The data:
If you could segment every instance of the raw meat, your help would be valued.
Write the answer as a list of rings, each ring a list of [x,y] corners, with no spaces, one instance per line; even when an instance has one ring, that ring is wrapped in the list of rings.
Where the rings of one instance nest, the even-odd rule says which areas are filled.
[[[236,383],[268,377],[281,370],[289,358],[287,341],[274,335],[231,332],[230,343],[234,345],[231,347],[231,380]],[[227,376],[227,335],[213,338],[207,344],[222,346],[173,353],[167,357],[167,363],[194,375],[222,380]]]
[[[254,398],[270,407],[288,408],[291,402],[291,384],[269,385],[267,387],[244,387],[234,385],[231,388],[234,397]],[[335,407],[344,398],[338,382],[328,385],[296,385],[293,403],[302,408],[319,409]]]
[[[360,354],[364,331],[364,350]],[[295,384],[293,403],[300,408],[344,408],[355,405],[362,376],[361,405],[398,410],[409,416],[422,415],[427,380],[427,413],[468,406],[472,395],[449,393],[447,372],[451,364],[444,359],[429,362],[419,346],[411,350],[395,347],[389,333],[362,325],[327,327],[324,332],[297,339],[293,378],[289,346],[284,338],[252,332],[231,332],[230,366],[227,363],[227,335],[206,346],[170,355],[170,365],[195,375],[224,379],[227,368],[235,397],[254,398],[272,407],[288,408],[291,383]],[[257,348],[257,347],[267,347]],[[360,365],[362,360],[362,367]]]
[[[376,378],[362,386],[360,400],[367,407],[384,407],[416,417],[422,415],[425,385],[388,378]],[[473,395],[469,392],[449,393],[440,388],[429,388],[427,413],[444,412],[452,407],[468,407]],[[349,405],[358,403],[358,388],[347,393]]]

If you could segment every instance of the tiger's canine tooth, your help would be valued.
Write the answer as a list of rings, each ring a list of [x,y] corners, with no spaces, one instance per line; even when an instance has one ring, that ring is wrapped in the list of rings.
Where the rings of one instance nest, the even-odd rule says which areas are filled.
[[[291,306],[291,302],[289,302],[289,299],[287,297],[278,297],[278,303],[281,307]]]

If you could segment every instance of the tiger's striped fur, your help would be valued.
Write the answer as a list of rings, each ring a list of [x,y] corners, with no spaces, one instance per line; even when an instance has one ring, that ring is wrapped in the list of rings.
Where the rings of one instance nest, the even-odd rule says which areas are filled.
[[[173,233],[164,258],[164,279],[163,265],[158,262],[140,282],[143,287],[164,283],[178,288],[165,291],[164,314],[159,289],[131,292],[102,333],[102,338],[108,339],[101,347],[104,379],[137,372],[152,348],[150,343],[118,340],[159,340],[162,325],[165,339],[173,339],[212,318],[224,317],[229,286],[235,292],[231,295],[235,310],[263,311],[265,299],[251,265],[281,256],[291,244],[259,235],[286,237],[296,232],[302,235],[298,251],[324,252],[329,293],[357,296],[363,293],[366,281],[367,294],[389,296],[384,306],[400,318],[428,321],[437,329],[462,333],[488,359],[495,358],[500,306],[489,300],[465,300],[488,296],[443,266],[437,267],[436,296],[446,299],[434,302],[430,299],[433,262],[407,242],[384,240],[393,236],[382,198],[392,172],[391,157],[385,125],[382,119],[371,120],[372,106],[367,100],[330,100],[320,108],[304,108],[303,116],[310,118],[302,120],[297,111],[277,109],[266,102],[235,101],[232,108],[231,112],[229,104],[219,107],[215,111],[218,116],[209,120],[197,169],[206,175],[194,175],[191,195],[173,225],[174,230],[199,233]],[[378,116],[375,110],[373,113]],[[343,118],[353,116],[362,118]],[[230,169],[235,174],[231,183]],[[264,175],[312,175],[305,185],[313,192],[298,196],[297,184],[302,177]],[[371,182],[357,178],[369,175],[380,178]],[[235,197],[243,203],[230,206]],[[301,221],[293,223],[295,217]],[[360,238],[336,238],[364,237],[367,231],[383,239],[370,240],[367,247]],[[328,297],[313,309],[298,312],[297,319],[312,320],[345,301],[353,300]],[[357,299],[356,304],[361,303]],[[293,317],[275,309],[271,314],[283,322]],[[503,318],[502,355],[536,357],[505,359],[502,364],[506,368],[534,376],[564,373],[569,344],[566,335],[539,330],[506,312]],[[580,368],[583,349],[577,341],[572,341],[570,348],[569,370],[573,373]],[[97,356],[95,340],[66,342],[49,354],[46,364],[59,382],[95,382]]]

Problem statement:
Reproduce every line from the one containing "If you could segment every instance of the tiger's striped" through the end of the entries, both ends included, with the requests left as they are. In the answers, multiply each x and y coordinate by 1.7 and round it to a whole number, rounding halves up.

Task response:
If you could segment every instance of the tiger's striped fur, your help would be valued.
Write the answer as a list of rings, each ring a list of [x,y] corners, with no spaces, one instance per line; even when an instance has one ring, that ring is wrapped in the list of rings.
Where the rings of one instance nest, the even-odd rule says which areas are filled.
[[[294,396],[279,439],[279,474],[277,451],[269,445],[238,479],[243,488],[279,481],[303,490],[281,495],[279,534],[270,491],[223,496],[173,566],[173,575],[184,576],[172,590],[177,644],[233,632],[258,592],[255,583],[201,578],[270,578],[275,553],[281,576],[294,576],[360,541],[381,539],[389,486],[400,496],[393,502],[400,527],[447,529],[451,508],[427,451],[478,435],[495,415],[440,400],[486,403],[503,394],[513,400],[507,427],[551,428],[559,498],[607,503],[617,498],[622,478],[624,500],[661,503],[653,520],[680,541],[728,546],[743,559],[785,566],[830,610],[842,609],[850,520],[831,510],[791,510],[830,503],[753,452],[743,454],[741,503],[758,508],[738,513],[731,508],[736,445],[692,411],[653,408],[668,401],[649,337],[666,292],[665,267],[655,213],[649,202],[631,204],[632,180],[624,170],[561,170],[544,184],[517,184],[515,197],[527,201],[513,204],[505,189],[471,185],[452,173],[400,172],[394,184],[393,190],[389,177],[372,182],[366,189],[371,197],[355,204],[335,287],[350,298],[330,298],[325,332],[294,383],[296,391],[338,396]],[[643,197],[638,187],[634,192]],[[583,201],[600,197],[615,201]],[[391,287],[400,296],[393,311]],[[449,298],[530,298],[519,315],[532,326],[507,333],[505,313],[513,301]],[[631,309],[607,303],[627,298],[646,303]],[[400,335],[413,345],[391,350]],[[512,376],[498,379],[502,369]],[[612,405],[571,405],[619,403],[624,393],[651,406],[629,408],[624,420]],[[558,505],[532,525],[507,530],[505,542],[530,544],[587,512],[600,510]],[[607,508],[605,517],[614,515]],[[498,539],[468,525],[461,534],[481,547]],[[855,541],[853,604],[911,607],[859,610],[853,619],[860,626],[908,639],[959,634],[967,585],[962,570],[916,561],[860,530]],[[986,626],[991,593],[981,580],[972,580],[969,592],[967,629],[974,634]],[[165,605],[162,578],[112,581],[83,602],[78,619],[100,649],[162,649]]]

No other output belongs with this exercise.